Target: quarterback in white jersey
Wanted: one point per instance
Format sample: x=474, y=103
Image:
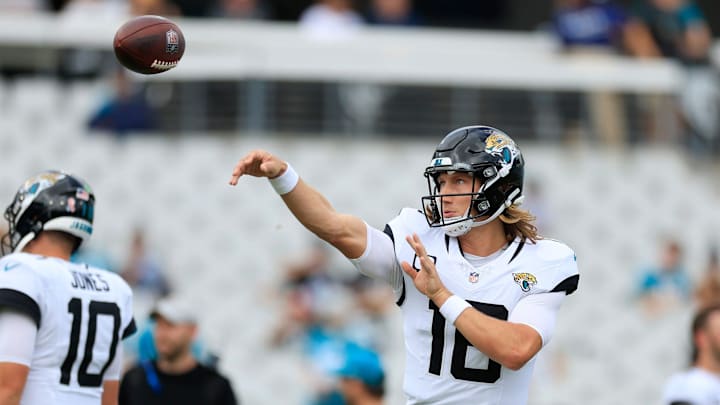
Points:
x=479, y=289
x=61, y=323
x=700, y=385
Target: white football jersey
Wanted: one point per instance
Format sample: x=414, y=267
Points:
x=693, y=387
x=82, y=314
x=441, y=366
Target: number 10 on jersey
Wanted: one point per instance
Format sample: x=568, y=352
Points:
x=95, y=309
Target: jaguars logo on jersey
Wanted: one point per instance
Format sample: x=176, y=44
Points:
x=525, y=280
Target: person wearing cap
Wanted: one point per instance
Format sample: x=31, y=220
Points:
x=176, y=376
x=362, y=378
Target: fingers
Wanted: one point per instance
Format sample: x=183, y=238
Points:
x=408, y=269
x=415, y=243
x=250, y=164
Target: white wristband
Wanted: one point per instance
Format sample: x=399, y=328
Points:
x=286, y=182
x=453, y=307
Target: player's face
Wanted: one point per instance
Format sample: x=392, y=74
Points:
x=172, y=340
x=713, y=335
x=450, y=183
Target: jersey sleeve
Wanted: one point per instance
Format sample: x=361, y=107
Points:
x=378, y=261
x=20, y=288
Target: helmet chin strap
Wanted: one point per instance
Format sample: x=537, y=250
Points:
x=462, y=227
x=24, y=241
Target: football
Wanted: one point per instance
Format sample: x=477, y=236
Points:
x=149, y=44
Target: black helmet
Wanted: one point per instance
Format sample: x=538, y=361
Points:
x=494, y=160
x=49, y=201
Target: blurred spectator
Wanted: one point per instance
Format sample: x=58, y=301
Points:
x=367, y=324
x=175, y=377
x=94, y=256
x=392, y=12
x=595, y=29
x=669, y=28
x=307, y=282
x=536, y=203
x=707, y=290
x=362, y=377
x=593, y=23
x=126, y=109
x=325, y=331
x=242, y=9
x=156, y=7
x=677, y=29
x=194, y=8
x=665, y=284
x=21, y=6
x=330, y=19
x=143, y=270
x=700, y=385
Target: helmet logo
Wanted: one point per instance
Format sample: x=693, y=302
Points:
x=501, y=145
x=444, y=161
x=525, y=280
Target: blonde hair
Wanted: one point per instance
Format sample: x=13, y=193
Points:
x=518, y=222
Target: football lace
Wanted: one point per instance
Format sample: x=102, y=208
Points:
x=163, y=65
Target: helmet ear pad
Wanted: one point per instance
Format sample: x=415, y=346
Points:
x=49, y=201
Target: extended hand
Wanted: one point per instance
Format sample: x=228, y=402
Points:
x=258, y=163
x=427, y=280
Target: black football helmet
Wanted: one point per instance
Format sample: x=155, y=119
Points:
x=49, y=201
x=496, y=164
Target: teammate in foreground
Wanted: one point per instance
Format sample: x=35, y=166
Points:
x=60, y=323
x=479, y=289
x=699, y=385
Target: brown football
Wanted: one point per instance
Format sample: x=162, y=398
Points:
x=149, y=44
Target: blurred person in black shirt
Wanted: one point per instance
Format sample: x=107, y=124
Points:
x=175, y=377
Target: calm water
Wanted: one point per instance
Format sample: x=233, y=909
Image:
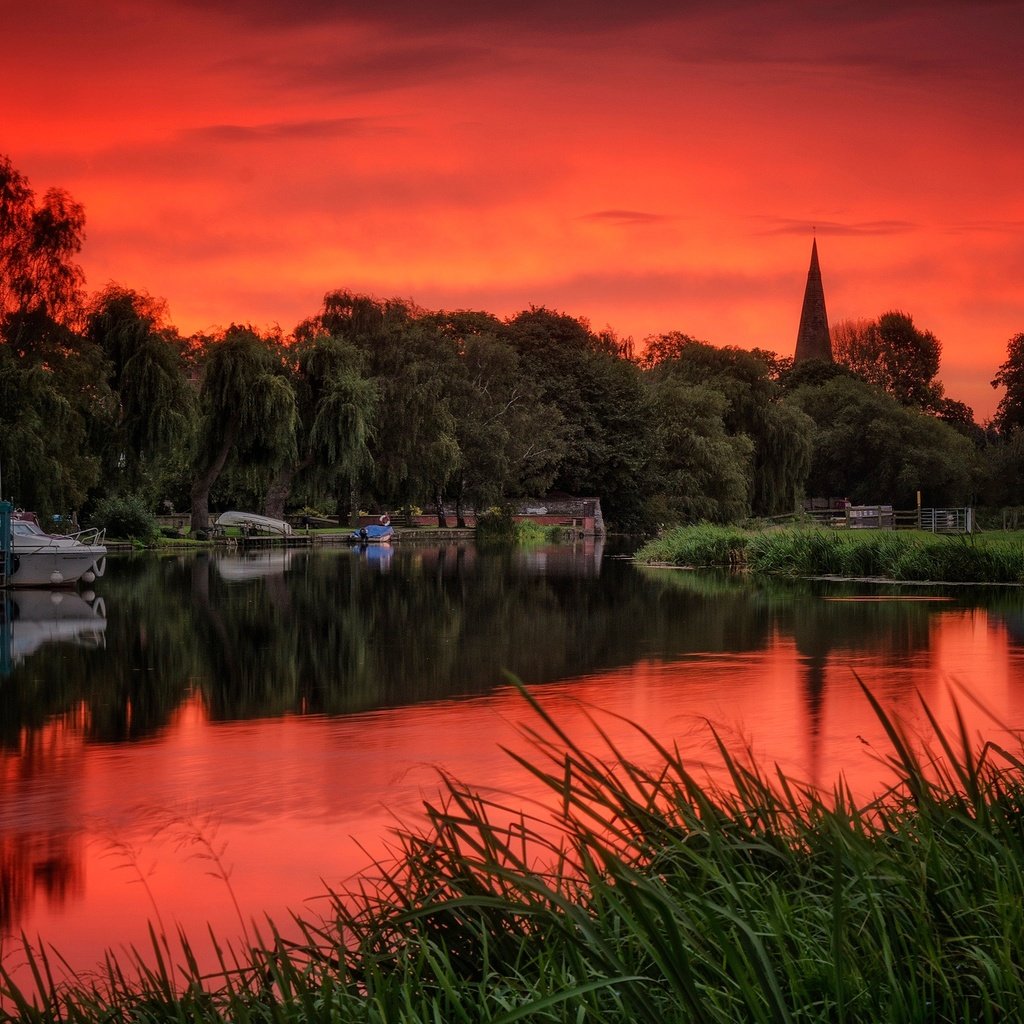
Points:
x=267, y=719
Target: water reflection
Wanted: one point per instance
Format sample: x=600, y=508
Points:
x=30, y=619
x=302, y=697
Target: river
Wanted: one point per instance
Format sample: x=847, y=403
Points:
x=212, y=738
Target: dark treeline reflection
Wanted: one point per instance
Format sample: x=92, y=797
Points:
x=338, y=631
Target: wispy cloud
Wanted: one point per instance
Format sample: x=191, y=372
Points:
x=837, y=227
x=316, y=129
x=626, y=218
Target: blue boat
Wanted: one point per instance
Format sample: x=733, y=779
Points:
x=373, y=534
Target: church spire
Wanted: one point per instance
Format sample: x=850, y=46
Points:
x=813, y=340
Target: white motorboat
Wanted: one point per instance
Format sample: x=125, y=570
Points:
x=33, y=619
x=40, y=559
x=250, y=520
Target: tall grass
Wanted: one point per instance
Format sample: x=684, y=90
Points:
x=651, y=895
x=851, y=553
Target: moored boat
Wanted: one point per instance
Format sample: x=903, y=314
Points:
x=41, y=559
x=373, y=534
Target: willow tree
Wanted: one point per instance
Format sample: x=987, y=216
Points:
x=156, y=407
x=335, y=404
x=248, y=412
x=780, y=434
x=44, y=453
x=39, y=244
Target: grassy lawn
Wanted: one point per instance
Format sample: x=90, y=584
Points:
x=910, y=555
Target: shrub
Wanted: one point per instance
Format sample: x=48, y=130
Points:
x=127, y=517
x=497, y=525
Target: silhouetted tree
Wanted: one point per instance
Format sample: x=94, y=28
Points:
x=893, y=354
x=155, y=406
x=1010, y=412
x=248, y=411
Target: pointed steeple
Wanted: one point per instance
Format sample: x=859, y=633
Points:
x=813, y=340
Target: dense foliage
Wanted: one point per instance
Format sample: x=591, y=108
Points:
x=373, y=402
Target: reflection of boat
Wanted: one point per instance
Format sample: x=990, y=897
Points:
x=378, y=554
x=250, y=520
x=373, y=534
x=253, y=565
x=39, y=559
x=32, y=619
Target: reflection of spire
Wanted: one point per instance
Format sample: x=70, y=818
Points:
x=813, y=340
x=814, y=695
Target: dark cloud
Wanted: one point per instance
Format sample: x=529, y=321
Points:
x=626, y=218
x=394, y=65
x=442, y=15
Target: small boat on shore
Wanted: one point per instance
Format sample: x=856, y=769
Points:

==================================================

Give the stretch of lines from the one containing "Target: reflection of boat" through the one containing "x=814, y=695" as a numbered list, with blank lines omitted.

• CORRECT ANSWER:
1. Target: reflection of boat
2. Wanted: one point per instance
3. Format sample: x=990, y=897
4. Points:
5. x=378, y=554
6. x=250, y=520
7. x=373, y=534
8. x=253, y=565
9. x=39, y=559
10. x=32, y=619
11. Target: reflection of spire
12. Wanted: one point per instance
13. Format sample: x=70, y=818
14. Points:
15. x=813, y=340
16. x=814, y=695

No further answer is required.